Interessante anche il risultato del cosiddetto "Gruppo del progetto nazionale iracheno": coalizione nazionalista formata da 13 fra gruppi e partiti, con capofila l'Iraqi Front for National Dialogue di Salah al Mutlak – formazione sunnita nazionalista di orientamento neo-ba'athista, che ha 11 seggi in Parlamento, e finora è sempre stata all'opposizione.

Il gruppo è uscito vincitore ad al Anbar, anche se quasi a pari merito con una delle coalizioni tribali formate dai gruppi del cosiddetto "Risveglio": quella affiliata allo sceicco Ahmed abu Risha. Le percentuali riportate dalle due formazioni sono molto ravvicinate, almeno per ora: rispettivamente il 17,6% e il 17,1%. Nell'attesa che la Commissione elettorale esamini i numerosi ricorsi presentati - molti dei quali riguarderebbero violazioni "gravi" - hanno comunque hanno evitato le violenze che erano state
minacciate dai gruppi tribali in caso di vittoria dell'Iraqi Islamic Party (accusato di brogli) – che, invece, nella coalizione con cui si presentava – l' "Alleanza degli intellettuali e delle tribù per lo sviluppo" - è finito terzo con il 15,9% dei voti.

La nuova formazione politica di Mutlak porta a casa un buon risultato anche a Diyala – il 3° posto, con il 15% - mentre a Salahuddin prende l'8,7% (anche qui arrivando terza). Piazzamento discreto a Baghdad, dove è al quarto posto, con il 6,9% dei voti.

★ ★ ★ ★ ★

Istruzioni di lavoro:
A. Nel brano sulle elezioni irachene, quale percentuale ha ottenuto ad al Anbar la coalizione affiliata allo sceicco Ahmed abu Risha?
B. Prosegui il brano sulle elezioni irachene a partire dalla sua ultima frase.

Estratto del dataset:

★ ★ ★ ★ ★

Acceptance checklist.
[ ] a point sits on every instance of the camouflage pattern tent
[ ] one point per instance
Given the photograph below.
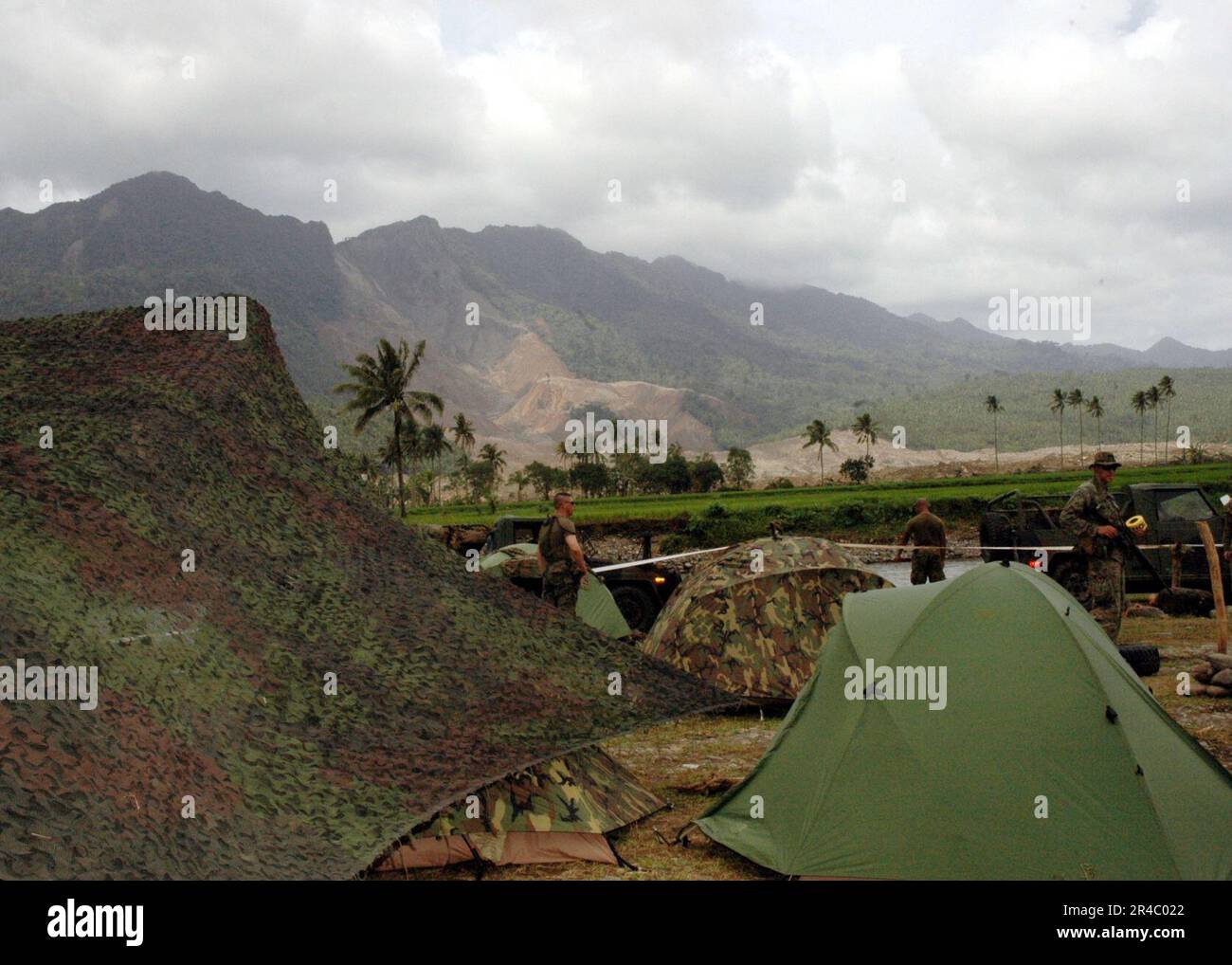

★ ★ ★ ★ ★

Risposte ai compiti:
A. Il 17,1%.

B.
Fra le nuove formazioni di orientamento nazionalista, va segnalato il "National Reform Movement", la lista dell'ex premier Ibrahim al Ja'afari, un tempo il leader di al Da'awa, lo stesso partito di Maliki (che era il suo numero due).

Il gruppo, che potrebbe avere raccolto anche parecchi voti di "sadristi", ha avuto buoni risultati a Maysan (8,7%) e a Qadissiya (8,2%). Non male anche Dhi Qar (7,6%), Najaf (7%), e Muthanna (6,3%). Poi, via via scendendo, Babel (4,4%), Baghdad e Diyala (4,3 % in entrambe le province), Wasit (3,2%), per arrivare al modesto 2,5 % di Karbala e Bassora.

Per il resto, i risultati delle formazioni laiche non sono entusiasmanti. L'
Iraqi Communist Party a Baghdad ottiene un modestissimo 1,2%, all'interno di una coalizione chiamata "Civili", assieme al National Democratic Party di Nasser Chaderchi.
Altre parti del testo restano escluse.